··· Given data ···

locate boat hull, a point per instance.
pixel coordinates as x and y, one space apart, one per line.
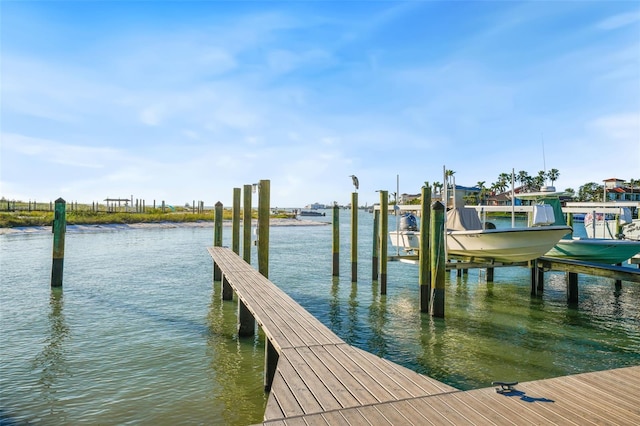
499 245
597 250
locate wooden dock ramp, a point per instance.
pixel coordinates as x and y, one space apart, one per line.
320 379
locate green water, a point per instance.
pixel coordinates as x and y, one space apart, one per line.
139 335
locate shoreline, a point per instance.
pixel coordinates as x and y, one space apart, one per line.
21 230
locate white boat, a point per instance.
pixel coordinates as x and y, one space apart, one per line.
596 250
466 238
619 226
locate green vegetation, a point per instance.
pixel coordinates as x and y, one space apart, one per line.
88 217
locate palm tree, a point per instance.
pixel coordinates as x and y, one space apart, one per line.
522 177
553 175
437 187
539 180
483 191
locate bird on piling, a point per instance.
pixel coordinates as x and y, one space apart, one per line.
355 181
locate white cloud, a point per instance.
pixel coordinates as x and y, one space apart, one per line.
619 21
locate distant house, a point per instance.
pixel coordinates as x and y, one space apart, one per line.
465 193
315 206
616 190
408 198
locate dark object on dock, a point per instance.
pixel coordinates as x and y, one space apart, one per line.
505 387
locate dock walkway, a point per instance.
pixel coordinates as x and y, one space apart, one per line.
320 379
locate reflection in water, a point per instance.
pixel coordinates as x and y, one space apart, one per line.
236 368
51 362
335 319
377 342
352 333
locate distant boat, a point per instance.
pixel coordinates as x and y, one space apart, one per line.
310 213
597 250
467 239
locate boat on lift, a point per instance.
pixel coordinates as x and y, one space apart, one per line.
468 239
596 250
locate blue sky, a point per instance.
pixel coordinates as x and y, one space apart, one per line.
182 101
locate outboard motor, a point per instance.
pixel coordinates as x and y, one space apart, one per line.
408 222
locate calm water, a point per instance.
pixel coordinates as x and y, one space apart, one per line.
138 335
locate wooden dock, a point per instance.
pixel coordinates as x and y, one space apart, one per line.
315 377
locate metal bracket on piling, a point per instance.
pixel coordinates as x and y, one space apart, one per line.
505 387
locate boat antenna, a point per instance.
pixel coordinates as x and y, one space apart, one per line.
544 160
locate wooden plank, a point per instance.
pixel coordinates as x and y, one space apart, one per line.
292 394
596 411
398 380
392 415
322 374
308 379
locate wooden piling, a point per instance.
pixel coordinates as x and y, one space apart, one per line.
59 230
572 288
354 237
384 239
424 273
537 278
375 258
264 192
246 224
235 222
438 259
336 241
246 321
270 364
217 237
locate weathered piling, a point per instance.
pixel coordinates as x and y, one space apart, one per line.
375 258
424 273
217 225
59 230
336 241
572 288
384 239
354 237
537 278
264 192
235 222
227 291
438 259
246 224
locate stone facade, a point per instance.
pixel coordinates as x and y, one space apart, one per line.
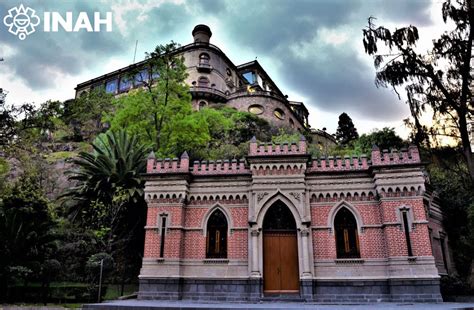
215 80
394 211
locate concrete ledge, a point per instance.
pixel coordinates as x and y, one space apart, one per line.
325 291
200 289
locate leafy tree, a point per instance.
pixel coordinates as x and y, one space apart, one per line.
23 125
26 233
84 114
346 131
161 106
439 79
450 178
229 132
384 139
108 197
112 170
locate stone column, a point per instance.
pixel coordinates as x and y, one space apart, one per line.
255 272
306 261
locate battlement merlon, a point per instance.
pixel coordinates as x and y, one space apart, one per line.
167 165
233 166
269 149
339 164
182 165
395 157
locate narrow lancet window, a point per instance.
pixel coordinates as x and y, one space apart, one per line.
347 238
216 242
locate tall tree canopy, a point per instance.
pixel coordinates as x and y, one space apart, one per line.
346 131
157 111
438 79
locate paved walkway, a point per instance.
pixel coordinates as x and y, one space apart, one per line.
149 305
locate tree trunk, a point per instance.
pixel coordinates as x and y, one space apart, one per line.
466 144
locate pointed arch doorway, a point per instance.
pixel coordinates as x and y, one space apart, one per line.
280 251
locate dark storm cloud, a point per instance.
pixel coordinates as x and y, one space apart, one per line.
332 77
44 56
166 19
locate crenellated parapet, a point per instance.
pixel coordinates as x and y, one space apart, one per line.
339 164
395 157
167 165
181 165
269 149
233 166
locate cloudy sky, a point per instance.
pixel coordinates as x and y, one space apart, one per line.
311 48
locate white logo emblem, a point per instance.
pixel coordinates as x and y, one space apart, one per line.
21 22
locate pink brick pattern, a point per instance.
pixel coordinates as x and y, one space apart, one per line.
377 209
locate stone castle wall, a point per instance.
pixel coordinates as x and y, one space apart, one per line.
375 191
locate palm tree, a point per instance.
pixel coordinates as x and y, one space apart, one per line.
108 195
108 181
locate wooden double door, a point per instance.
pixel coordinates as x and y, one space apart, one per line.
280 262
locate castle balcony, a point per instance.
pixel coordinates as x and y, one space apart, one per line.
204 92
204 67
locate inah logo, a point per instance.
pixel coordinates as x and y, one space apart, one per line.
21 22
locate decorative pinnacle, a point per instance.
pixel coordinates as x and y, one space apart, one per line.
151 155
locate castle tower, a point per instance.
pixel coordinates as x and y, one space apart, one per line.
201 34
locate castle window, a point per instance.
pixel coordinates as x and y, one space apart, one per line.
279 113
256 109
347 239
216 242
111 86
125 84
141 78
203 81
250 77
163 218
204 59
442 242
406 228
202 104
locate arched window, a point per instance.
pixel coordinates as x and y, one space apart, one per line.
216 242
204 59
202 104
203 81
347 239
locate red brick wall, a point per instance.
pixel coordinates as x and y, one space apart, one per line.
191 244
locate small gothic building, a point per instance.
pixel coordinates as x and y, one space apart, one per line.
280 224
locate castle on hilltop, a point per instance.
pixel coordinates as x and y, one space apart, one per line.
279 224
215 80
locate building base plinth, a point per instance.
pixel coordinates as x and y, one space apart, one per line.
319 291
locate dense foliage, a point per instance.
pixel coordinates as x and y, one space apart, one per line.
346 131
439 79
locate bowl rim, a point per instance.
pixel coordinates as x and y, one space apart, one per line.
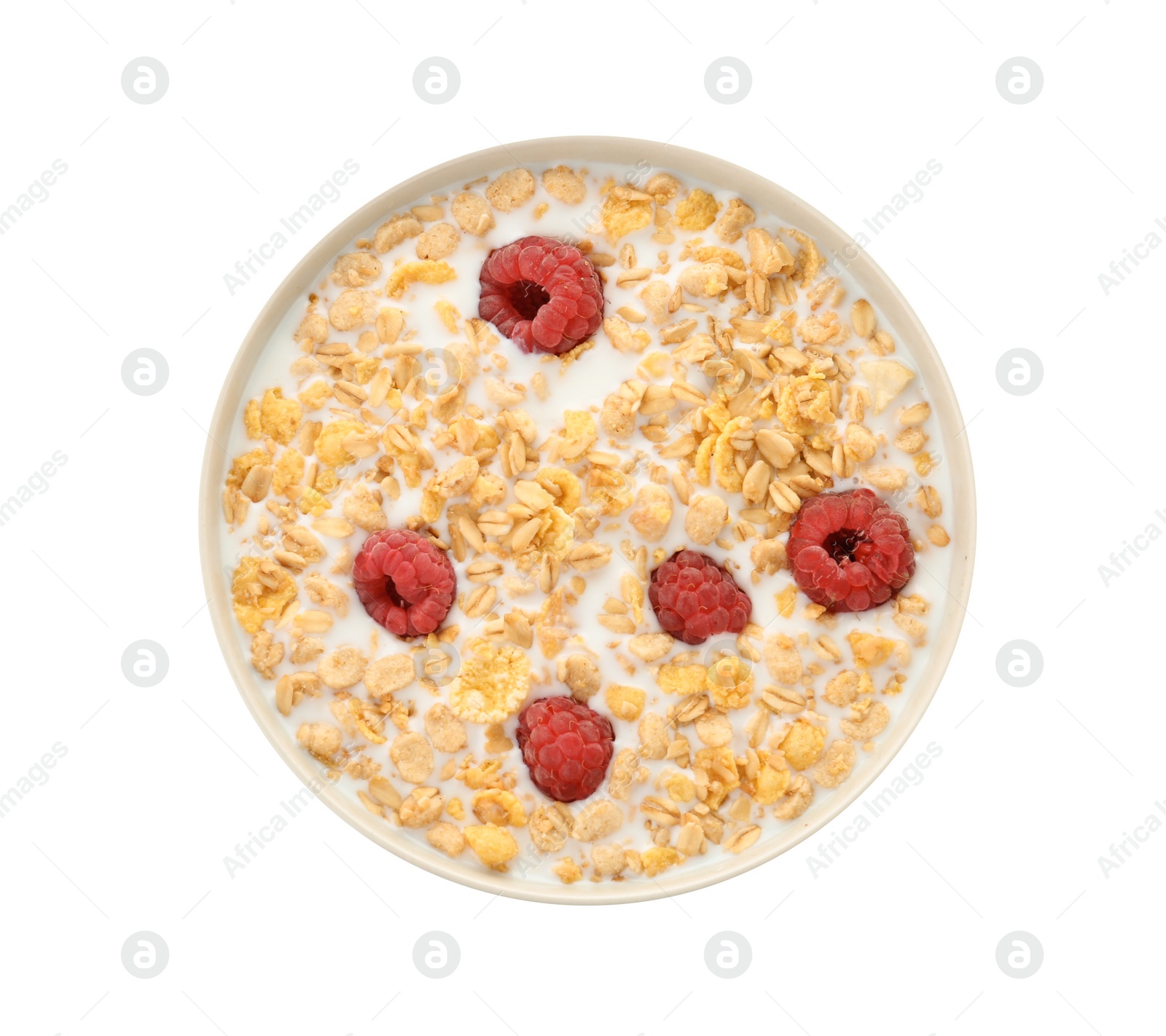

···

_Exercise_.
Count lines, not occurrences. State how many lines of the entries contain the word "dock", and add nothing.

_Answer_.
4